### Page text:
Why investing in a software to increase transparency, quality and efficiency through automation?

The reason is obvious, but still we are asked how the costs can be justified, so we provide a value assessment, where we calculate the savings through automation.

Sometimes it is also not about saving money (external/internal resources), but simply adding a capability which is otherwise not performed and the risk of missing out (when outages/delays/downtimes occur) is even higher…

However, there is also non-quantifiable value:

  • Outside: The perception of the integration team is more professional (by other teams in IT and business)
  • Inside: The self-awareness of the integration team is increased (they receive proper tooling and there is no more wasting of time with stupid admin activities)

Regarding quantifiable value and cost justification through automation we use the following parameters (of quality assuring interface related activities):

  • Inventory: Transparency
    • Less effort to maintain an up-to-date inventory/catalog of all your integrations
    • Less effort to determine where specific technologies/users/routing rules are used in integrations
    • Faster changes
    • Less effort for enterprise architects to maintain the EAM-Tool (e.g. LeanIX, LUY)

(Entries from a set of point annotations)
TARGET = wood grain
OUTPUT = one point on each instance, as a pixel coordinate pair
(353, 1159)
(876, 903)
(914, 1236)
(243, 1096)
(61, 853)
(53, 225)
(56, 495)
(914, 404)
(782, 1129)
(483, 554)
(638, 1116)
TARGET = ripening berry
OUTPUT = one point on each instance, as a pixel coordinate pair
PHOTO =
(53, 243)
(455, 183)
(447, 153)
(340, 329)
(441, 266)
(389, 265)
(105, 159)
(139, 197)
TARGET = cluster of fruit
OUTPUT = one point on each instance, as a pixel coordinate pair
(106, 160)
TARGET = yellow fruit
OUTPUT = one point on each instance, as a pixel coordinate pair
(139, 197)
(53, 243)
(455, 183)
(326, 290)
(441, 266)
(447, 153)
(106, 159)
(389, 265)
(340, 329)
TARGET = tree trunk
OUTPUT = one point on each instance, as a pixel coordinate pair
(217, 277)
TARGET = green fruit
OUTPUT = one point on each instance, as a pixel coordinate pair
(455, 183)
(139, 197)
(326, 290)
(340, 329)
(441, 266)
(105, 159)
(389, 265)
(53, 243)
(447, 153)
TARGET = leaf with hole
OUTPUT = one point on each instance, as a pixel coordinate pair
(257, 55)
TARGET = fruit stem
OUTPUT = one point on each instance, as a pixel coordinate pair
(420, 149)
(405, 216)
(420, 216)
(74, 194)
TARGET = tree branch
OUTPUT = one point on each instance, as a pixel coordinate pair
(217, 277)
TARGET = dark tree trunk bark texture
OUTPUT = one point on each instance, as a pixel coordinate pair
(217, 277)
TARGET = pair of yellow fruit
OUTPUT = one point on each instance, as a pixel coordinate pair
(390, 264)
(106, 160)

### Requirements:
Can you reproduce the passage on the value of automation software from "The reason is" up to and including "IT and business)"?

### Result of the task:
The reason is obvious, but still we are asked how the costs can be justified, so we provide a value assessment, where we calculate the savings through automation.

Sometimes it is also not about saving money (external/internal resources), but simply adding a capability which is otherwise not performed and the risk of missing out (when outages/delays/downtimes occur) is even higher…

However, there is also non-quantifiable value:

  • Outside: The perception of the integration team is more professional (by other teams in IT and business)